Instructions for the task:
Transcribe the records exactly from the line with "Task: identify the pedestrian" to the end, both included.

Source information:
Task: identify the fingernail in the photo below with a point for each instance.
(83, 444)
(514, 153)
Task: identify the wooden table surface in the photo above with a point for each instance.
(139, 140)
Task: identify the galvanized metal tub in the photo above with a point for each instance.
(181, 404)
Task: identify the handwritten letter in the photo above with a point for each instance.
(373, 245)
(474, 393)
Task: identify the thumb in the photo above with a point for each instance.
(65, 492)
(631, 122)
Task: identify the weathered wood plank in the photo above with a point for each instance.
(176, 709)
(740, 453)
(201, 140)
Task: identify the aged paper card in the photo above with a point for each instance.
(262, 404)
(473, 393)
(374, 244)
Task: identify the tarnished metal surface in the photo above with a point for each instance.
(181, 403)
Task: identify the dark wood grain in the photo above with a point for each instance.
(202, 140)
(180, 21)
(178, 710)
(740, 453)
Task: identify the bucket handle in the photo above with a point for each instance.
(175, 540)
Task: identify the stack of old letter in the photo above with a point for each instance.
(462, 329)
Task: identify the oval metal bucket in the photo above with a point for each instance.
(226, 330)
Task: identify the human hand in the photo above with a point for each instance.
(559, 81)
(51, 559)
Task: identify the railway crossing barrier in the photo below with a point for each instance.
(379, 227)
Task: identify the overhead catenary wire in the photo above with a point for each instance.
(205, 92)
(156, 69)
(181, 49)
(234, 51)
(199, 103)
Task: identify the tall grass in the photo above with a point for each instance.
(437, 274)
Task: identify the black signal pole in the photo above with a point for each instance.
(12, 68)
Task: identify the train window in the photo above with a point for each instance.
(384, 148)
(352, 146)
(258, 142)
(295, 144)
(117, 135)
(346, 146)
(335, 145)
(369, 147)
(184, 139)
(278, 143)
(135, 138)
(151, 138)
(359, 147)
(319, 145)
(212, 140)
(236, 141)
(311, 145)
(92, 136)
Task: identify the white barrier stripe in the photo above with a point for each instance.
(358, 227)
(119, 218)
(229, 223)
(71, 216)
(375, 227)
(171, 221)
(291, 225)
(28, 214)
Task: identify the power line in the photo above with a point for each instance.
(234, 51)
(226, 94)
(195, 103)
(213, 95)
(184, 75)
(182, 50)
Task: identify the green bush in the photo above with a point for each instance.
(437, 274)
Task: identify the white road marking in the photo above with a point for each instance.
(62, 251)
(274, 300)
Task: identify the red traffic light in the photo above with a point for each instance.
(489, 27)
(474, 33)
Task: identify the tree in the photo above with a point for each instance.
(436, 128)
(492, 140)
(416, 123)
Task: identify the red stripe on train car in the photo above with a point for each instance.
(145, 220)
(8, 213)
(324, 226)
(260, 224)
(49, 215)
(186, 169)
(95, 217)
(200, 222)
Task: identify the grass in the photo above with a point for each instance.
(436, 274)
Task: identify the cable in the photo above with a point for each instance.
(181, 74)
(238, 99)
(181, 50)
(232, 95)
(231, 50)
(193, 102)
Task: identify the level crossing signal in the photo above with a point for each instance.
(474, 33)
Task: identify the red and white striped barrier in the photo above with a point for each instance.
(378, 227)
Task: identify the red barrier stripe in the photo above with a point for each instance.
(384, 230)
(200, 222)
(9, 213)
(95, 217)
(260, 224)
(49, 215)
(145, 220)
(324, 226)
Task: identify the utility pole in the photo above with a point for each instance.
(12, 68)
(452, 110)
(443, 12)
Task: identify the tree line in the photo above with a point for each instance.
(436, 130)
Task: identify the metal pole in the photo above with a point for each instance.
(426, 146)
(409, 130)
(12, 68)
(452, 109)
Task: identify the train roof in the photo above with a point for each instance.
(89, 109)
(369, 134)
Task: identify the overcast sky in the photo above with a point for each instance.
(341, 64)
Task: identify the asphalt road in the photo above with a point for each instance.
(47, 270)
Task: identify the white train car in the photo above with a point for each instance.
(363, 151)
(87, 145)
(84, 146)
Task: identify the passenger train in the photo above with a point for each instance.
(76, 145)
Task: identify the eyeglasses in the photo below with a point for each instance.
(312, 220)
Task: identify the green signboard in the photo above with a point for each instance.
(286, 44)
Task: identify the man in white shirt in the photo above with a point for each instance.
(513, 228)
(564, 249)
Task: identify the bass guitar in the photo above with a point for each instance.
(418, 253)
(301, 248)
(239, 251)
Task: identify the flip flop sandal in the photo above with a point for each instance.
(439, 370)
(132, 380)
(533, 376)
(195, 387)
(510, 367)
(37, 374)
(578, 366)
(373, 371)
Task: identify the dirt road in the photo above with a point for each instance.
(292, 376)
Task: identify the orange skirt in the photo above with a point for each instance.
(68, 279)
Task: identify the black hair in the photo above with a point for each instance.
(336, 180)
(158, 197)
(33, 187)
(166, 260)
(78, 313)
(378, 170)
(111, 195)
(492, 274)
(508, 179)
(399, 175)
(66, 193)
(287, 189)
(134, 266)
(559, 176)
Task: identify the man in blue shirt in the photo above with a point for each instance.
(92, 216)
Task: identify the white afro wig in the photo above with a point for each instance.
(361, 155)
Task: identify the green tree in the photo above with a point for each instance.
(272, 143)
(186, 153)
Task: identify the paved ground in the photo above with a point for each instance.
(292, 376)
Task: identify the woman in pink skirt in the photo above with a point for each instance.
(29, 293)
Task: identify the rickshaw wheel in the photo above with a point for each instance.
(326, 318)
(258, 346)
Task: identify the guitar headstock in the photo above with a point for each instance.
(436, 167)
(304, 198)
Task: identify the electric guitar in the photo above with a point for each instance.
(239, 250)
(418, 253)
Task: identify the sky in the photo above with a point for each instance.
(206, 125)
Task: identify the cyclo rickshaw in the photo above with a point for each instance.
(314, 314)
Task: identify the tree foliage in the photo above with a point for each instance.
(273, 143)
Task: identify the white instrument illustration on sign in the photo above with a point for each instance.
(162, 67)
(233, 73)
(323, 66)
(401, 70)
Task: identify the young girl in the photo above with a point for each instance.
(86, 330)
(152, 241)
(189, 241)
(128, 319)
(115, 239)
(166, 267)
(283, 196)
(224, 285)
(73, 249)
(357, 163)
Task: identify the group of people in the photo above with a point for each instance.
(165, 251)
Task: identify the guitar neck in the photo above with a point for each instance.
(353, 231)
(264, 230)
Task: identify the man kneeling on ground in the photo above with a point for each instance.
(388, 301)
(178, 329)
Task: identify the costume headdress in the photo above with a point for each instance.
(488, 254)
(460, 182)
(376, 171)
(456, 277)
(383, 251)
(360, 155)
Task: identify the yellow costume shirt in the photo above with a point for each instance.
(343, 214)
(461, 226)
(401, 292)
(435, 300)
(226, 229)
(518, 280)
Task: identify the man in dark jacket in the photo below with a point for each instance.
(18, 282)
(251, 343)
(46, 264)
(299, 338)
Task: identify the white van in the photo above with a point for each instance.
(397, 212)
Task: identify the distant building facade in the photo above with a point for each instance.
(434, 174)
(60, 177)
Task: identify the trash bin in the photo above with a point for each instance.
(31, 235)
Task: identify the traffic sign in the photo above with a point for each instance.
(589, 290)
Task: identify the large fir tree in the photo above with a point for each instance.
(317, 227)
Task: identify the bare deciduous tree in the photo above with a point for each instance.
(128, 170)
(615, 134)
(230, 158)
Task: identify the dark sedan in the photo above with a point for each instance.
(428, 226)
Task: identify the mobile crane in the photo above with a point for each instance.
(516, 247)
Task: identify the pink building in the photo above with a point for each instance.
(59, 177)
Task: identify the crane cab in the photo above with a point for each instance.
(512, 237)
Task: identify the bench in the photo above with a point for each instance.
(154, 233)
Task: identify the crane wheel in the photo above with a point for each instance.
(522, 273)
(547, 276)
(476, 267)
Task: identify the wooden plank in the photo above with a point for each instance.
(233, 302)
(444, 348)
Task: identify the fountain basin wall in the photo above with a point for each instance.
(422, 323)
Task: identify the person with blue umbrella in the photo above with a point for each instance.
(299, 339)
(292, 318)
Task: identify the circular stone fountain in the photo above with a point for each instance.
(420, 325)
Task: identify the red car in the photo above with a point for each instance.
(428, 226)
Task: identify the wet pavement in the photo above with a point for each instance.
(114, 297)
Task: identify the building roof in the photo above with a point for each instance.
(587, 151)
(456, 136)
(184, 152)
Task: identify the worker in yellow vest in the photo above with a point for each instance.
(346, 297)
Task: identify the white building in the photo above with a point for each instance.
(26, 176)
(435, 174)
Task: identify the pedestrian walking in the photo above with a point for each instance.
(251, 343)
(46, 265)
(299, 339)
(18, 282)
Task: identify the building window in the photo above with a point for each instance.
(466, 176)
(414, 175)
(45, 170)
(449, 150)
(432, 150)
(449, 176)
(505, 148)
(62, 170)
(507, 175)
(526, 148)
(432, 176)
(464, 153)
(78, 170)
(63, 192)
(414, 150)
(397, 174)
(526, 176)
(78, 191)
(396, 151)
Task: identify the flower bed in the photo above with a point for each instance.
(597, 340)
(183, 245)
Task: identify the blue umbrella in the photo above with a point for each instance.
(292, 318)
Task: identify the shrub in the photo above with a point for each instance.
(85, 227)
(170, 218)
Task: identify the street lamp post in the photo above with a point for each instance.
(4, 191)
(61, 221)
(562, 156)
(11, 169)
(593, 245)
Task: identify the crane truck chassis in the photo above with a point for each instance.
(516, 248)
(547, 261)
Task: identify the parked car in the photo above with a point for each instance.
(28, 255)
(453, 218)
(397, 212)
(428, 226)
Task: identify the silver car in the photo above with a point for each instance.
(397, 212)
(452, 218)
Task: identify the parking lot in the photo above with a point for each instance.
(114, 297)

Finished exercise:
Task: identify the pedestrian walking in the photo above with a point for each instance.
(251, 343)
(46, 265)
(299, 339)
(18, 282)
Task: identify the building window in the photo above with a point for each instance.
(466, 176)
(414, 175)
(45, 170)
(449, 150)
(432, 150)
(449, 176)
(505, 148)
(62, 170)
(507, 175)
(526, 148)
(432, 176)
(464, 153)
(78, 170)
(63, 192)
(414, 150)
(397, 174)
(526, 176)
(78, 191)
(396, 151)
Task: identify the flower bed in the photo above with a point for each instance.
(597, 340)
(183, 245)
Task: identify the blue umbrella in the photo above with a point for each instance.
(292, 318)
Task: identify the shrub in the photo above with a point for each instance.
(85, 227)
(170, 218)
Task: identify the street lamp post in the photo above with a point for each instance.
(4, 191)
(61, 221)
(562, 156)
(11, 169)
(593, 245)
Task: identify the crane truck chassis in the photo above with a point for each instance.
(516, 248)
(547, 261)
Task: identify the parked car in the photo above with a point for each instance.
(28, 255)
(453, 218)
(397, 212)
(428, 226)
Task: identify the silver car in the photo above with a point for each instance.
(397, 212)
(452, 218)
Task: identify the parking lot in the photo above with a point for each instance.
(114, 297)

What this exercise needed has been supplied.